## ASSIGNMENT
For each statement, answer yes or no according to the text on wine in the Bible, and quote the text's deciding words exactly: 1. Whiskey and gin are more potent than the "strong drink" the Bible condemns. 2. The ordinary table beverage of the Mediterranean world in Roman times was undiluted wine. 3. At Greek formal banquets, the host set the proportions of water and wine.

When we read the word “wine” in the Bible, we should not immediately equate it with the beverages sold in the modern bars, supermarkets, and liquor stores. Whiskey, gin, brandy, vodka, and even fortified wines are all more potent than the “strong drink” which the Bible condemns.

A third factor which must be considered when comparing modern beverages to ancient ones is the manner in which wine was used as a common table drink. Notice the following quotes from Everett Ferguson, “Wine as a Table-Drink int eh Ancient World,” Restoration Quarterly (Vol. 13):

– The ordinary table beverage of the Mediterranean world in Roman time was wine mixed with water (p. 141).

– At Greek formal banquets the guests elected a president who determined the proportions of water and wine (p. 141).

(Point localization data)
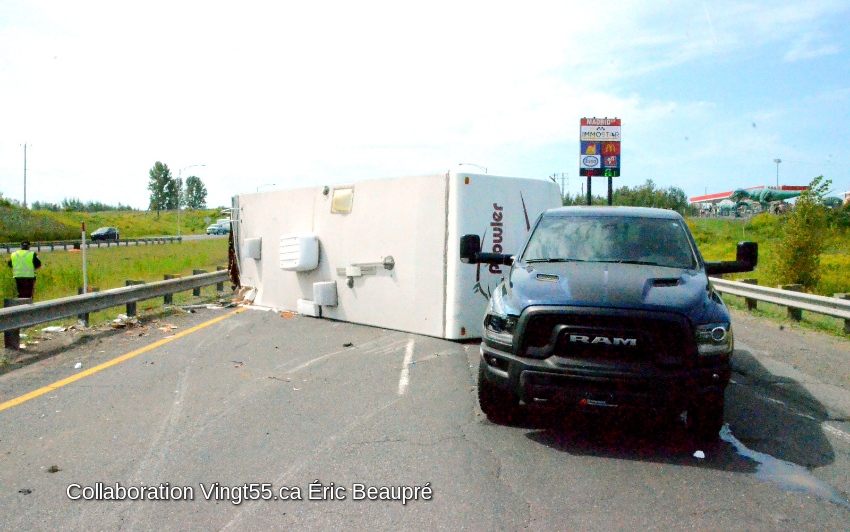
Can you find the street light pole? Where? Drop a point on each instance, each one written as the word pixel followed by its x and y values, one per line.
pixel 475 165
pixel 179 189
pixel 25 175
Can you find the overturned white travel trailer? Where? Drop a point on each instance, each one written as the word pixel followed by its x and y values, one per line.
pixel 386 252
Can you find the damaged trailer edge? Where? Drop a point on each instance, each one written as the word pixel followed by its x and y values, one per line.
pixel 384 252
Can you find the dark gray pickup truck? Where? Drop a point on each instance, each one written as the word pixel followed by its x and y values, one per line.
pixel 608 308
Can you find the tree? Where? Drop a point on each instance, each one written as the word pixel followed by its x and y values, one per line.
pixel 196 193
pixel 646 195
pixel 173 193
pixel 797 255
pixel 161 185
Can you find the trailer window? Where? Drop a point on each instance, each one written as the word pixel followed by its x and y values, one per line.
pixel 342 201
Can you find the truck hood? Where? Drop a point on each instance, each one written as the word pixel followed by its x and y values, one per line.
pixel 607 285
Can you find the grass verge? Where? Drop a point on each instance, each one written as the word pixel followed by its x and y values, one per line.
pixel 61 274
pixel 779 314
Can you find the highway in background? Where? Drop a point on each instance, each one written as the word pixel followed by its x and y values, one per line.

## ANSWER FOR THIS EXERCISE
1. Yes: "Whiskey, gin, brandy, vodka, and even fortified wines are all more potent than the “strong drink” which the Bible condemns."
2. No: "The ordinary table beverage of the Mediterranean world in Roman time was wine mixed with water"
3. No: "the guests elected a president who determined the proportions of water and wine"